## BEGIN Available records
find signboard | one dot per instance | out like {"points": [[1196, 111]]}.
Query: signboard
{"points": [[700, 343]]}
## END Available records
## BEGIN Available records
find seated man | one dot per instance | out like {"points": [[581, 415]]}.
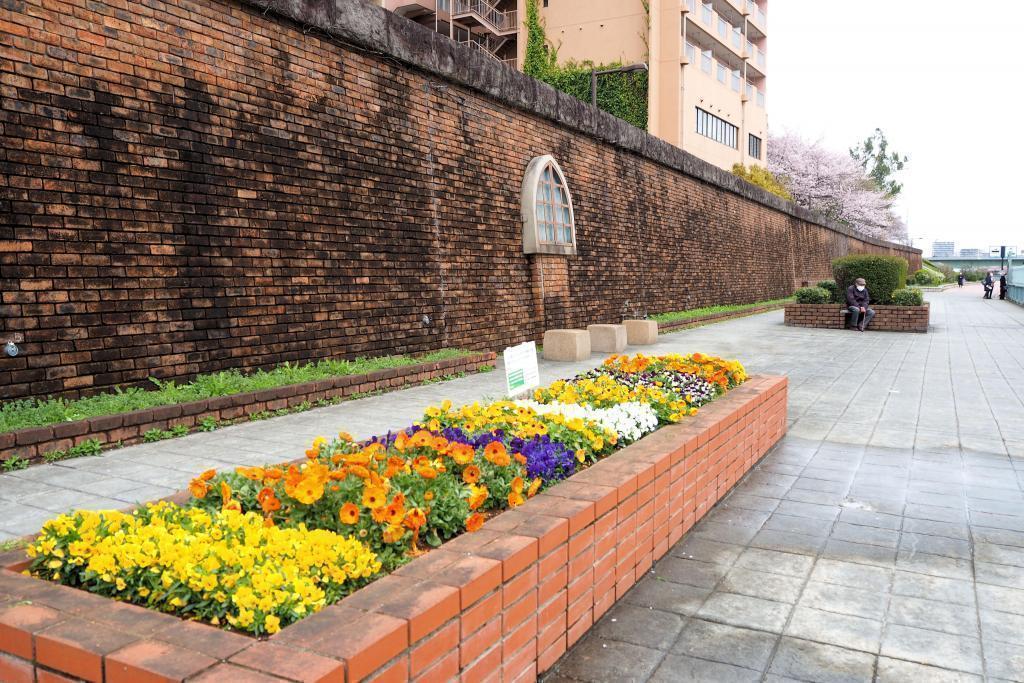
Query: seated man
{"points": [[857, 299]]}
## END Available records
## BEGIN Available records
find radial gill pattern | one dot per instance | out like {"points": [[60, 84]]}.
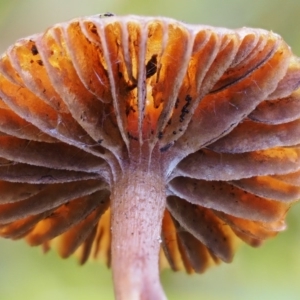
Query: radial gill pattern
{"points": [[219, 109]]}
## END Available records
**Challenge:** Which lines of the listing above contain the word "find"? Copy each of those lines in full.

**Finished task:**
find signboard | one dot per instance | out like {"points": [[1196, 111]]}.
find seated man | one dot per instance | out like {"points": [[581, 415]]}.
find radial gill pattern | one dot per instance | out like {"points": [[60, 84]]}.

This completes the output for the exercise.